**Stored records**
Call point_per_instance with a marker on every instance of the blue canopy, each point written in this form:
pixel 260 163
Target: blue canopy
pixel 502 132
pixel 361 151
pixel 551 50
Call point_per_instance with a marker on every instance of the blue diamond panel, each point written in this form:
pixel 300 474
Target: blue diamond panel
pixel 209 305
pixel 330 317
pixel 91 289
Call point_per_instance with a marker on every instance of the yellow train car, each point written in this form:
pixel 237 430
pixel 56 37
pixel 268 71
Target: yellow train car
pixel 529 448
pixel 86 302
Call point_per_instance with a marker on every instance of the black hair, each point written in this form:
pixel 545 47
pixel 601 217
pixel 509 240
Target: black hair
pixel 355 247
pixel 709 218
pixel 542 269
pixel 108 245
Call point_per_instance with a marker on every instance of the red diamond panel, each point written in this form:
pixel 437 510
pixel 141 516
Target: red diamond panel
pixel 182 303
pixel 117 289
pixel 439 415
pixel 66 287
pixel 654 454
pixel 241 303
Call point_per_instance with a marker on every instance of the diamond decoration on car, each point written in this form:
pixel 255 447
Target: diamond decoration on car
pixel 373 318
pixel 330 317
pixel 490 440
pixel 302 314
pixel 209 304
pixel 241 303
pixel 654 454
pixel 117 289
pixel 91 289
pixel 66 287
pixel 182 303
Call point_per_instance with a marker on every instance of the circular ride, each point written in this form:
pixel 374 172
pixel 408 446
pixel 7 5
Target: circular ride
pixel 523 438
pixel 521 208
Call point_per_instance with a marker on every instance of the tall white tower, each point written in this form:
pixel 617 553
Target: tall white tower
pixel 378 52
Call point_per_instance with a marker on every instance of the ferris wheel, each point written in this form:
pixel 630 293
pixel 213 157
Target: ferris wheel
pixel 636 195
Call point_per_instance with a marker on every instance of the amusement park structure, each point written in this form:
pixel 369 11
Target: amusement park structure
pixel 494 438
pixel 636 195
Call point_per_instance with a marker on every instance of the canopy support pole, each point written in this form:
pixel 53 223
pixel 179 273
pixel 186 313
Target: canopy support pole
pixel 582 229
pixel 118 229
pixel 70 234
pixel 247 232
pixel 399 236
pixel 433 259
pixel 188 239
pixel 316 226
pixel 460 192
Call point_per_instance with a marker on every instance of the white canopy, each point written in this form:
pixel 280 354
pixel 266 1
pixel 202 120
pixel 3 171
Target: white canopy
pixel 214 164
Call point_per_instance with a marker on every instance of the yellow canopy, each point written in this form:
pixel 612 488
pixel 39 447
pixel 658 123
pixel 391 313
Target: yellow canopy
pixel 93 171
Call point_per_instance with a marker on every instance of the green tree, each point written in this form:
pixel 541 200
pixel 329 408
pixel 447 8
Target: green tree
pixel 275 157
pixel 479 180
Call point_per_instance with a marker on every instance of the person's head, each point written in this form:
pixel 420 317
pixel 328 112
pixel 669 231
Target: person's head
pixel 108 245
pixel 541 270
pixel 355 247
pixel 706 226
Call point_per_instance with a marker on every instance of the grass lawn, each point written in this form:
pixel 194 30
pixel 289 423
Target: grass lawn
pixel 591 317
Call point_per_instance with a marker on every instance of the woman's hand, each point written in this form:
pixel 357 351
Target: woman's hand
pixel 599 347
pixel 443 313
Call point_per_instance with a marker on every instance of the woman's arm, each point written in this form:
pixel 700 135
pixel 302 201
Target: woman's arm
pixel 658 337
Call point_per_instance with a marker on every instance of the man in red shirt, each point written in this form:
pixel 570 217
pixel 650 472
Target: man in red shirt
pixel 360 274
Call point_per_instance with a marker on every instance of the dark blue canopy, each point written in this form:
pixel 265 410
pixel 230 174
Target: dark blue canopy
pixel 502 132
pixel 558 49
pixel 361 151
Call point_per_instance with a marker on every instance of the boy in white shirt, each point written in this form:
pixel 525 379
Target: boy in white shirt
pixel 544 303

**Task prompt**
Every line above has to be restated word for word.

**Reply**
Call point_per_instance with a marker on every instance of the blue canopy, each point written in this form:
pixel 260 163
Target: blue canopy
pixel 502 132
pixel 361 151
pixel 551 50
Call point_per_instance with a marker on every instance of the blue diamond panel, each point written in this form:
pixel 300 474
Target: blue diamond panel
pixel 209 305
pixel 330 317
pixel 91 289
Call point_per_instance with a marker on every instance of the yellow train car, each point written in this form:
pixel 237 430
pixel 56 37
pixel 268 71
Target: yellow train car
pixel 529 448
pixel 86 302
Call point_per_instance with a marker on every instance of the black hair, each point written in this form:
pixel 545 47
pixel 601 217
pixel 509 240
Target: black hair
pixel 355 247
pixel 709 218
pixel 542 269
pixel 108 245
Call point_per_instance with a marker on every instance of the red diamond panel, each point written in this form:
pixel 437 510
pixel 141 516
Target: red diamond panel
pixel 182 303
pixel 117 289
pixel 439 415
pixel 66 287
pixel 654 454
pixel 241 303
Call point_per_instance with a marker on every instance of the diamond decoration on car, each point written in this form:
pixel 255 447
Target: diamond decoration on car
pixel 373 318
pixel 330 317
pixel 490 440
pixel 302 314
pixel 209 304
pixel 241 303
pixel 654 454
pixel 117 289
pixel 91 289
pixel 66 287
pixel 182 303
Call point_per_instance with a marker on every instance of the circular ride, each point written in this form:
pixel 374 172
pixel 408 446
pixel 7 5
Target: circular ride
pixel 523 438
pixel 521 208
Call point_per_instance with a marker on every instance of the tall white tower, each point written in this form:
pixel 617 553
Target: tall white tower
pixel 378 52
Call point_per_instance with a marker on every instance of the ferris wheel, each point written in this form:
pixel 630 293
pixel 213 157
Target: ferris wheel
pixel 636 195
Call point_per_instance with a marker on every instance of the amusement park structure, each point written in this form:
pixel 369 11
Target: amusement park structure
pixel 494 438
pixel 636 195
Call point_per_instance with a marker on every instance of the canopy support pole, each point written in this form:
pixel 53 223
pixel 179 273
pixel 186 313
Target: canopy support pole
pixel 582 229
pixel 118 229
pixel 70 234
pixel 247 232
pixel 399 236
pixel 433 259
pixel 188 239
pixel 316 226
pixel 460 192
Call point_per_instance with a marker on every instance of the white canopy, each point written in this form:
pixel 280 354
pixel 266 1
pixel 202 120
pixel 3 171
Target: white canopy
pixel 214 164
Call point_per_instance with a marker on every instance of the yellow canopy, each point written in this form:
pixel 612 488
pixel 39 447
pixel 658 123
pixel 391 313
Target: yellow canopy
pixel 93 171
Call point_per_instance with a marker on every instance of the green tree, each point written in this form:
pixel 541 200
pixel 329 408
pixel 447 8
Target: green tree
pixel 275 157
pixel 479 180
Call point_per_instance with a marker on every instance of the person's head, each point written in this form:
pixel 420 317
pixel 328 112
pixel 669 231
Target: person's head
pixel 108 245
pixel 541 270
pixel 355 247
pixel 706 226
Call point_per_instance with a marker on every instance of the grass lawn, each point written in this form:
pixel 194 30
pixel 289 423
Target: grass lawn
pixel 591 317
Call point_per_instance with a marker on every instance of the woman's hand, each point written in this form:
pixel 357 351
Target: woman's hand
pixel 599 347
pixel 443 313
Call point_per_instance with a marker on every instance of the woman's arm, each point written in this form:
pixel 700 135
pixel 302 201
Target: woman's arm
pixel 658 337
Call point_per_instance with a marker on every instance of the man in red shirt, each point written in this form:
pixel 570 217
pixel 650 472
Target: man in red shirt
pixel 360 274
Call point_per_instance with a marker on every instance of the dark blue canopy, each point written in this form:
pixel 265 410
pixel 230 174
Target: dark blue canopy
pixel 502 132
pixel 558 49
pixel 361 151
Call point_per_instance with a marker on every instance of the boy in white shirt, each point written in this form:
pixel 525 379
Target: boy in white shirt
pixel 544 303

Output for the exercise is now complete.